(TASK DETAILS)
Quote the data below word for word, starting at the line that contains "Where can you see the storefront" and continuing through the last line of the data.
**** DATA SUPPLIED ****
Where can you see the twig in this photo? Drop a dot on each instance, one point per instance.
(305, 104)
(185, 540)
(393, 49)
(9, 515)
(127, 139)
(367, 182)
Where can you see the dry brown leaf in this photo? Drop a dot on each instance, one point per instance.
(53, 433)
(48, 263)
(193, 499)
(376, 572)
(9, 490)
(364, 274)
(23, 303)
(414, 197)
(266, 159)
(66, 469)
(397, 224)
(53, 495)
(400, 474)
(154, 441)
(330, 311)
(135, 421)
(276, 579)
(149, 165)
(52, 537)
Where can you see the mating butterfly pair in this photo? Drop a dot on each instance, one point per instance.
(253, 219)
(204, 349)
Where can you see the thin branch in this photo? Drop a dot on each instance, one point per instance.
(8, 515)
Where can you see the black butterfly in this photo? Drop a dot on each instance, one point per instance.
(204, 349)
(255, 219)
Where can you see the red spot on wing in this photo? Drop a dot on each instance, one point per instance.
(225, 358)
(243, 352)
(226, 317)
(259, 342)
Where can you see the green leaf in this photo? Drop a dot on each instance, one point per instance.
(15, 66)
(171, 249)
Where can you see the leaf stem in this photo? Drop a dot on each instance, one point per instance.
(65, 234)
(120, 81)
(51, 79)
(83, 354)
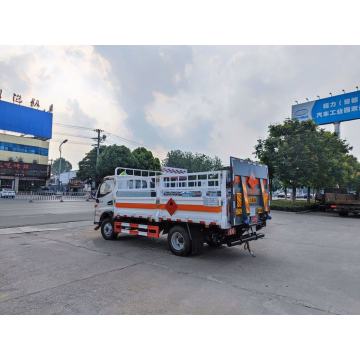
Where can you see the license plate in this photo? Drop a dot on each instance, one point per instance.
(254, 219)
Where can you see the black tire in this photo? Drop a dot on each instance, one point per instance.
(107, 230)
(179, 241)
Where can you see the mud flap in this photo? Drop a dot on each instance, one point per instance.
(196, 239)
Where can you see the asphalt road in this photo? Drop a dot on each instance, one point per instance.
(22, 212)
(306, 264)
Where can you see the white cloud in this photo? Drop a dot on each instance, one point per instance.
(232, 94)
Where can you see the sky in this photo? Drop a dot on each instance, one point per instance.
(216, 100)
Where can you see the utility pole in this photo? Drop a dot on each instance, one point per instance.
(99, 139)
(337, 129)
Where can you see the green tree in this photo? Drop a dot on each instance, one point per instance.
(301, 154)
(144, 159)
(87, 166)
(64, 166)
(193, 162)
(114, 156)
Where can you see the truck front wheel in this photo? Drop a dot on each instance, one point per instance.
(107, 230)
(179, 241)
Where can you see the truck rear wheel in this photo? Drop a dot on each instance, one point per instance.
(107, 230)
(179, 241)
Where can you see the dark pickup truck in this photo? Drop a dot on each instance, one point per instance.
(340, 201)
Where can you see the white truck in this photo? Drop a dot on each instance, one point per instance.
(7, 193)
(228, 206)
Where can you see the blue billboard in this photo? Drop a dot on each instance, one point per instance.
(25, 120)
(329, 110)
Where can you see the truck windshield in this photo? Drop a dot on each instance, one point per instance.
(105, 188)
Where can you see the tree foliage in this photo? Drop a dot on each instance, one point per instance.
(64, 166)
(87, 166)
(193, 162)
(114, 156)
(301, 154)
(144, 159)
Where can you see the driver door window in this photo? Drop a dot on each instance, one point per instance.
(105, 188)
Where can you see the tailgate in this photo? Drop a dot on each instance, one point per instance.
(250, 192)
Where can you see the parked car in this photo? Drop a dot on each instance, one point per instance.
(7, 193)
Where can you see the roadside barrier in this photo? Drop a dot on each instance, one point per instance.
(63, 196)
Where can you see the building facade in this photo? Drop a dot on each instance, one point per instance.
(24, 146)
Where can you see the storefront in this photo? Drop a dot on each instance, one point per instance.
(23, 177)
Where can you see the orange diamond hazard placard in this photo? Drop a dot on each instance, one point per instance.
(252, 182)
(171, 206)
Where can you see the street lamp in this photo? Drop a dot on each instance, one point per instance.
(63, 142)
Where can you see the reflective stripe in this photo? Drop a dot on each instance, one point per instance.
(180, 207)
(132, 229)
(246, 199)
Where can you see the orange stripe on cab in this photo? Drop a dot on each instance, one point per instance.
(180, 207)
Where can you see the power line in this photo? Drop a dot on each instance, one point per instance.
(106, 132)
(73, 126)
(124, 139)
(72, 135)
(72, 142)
****
(SOLUTION)
Where can you see the storefront in this photo? Drop a dot on each instance, one point per instance.
(23, 177)
Where can you see the orange diamond hazard placard in this photo? Drop a dot on each instance, one point per instance.
(252, 182)
(171, 206)
Where can you see the street lamp in this photo? Drop a dot on each instance, one point per instance.
(63, 142)
Where can you see the reflective stripe in this photo? Drop a dot on each instance, one point per instance.
(180, 207)
(132, 229)
(246, 199)
Where can you see the orange stripe on cab in this photo? Drop a dot on each instance, one point per instance.
(180, 207)
Where can you see the power line in this photo? Drop a dot on each instance, one point per instance.
(106, 132)
(73, 126)
(124, 139)
(72, 135)
(72, 142)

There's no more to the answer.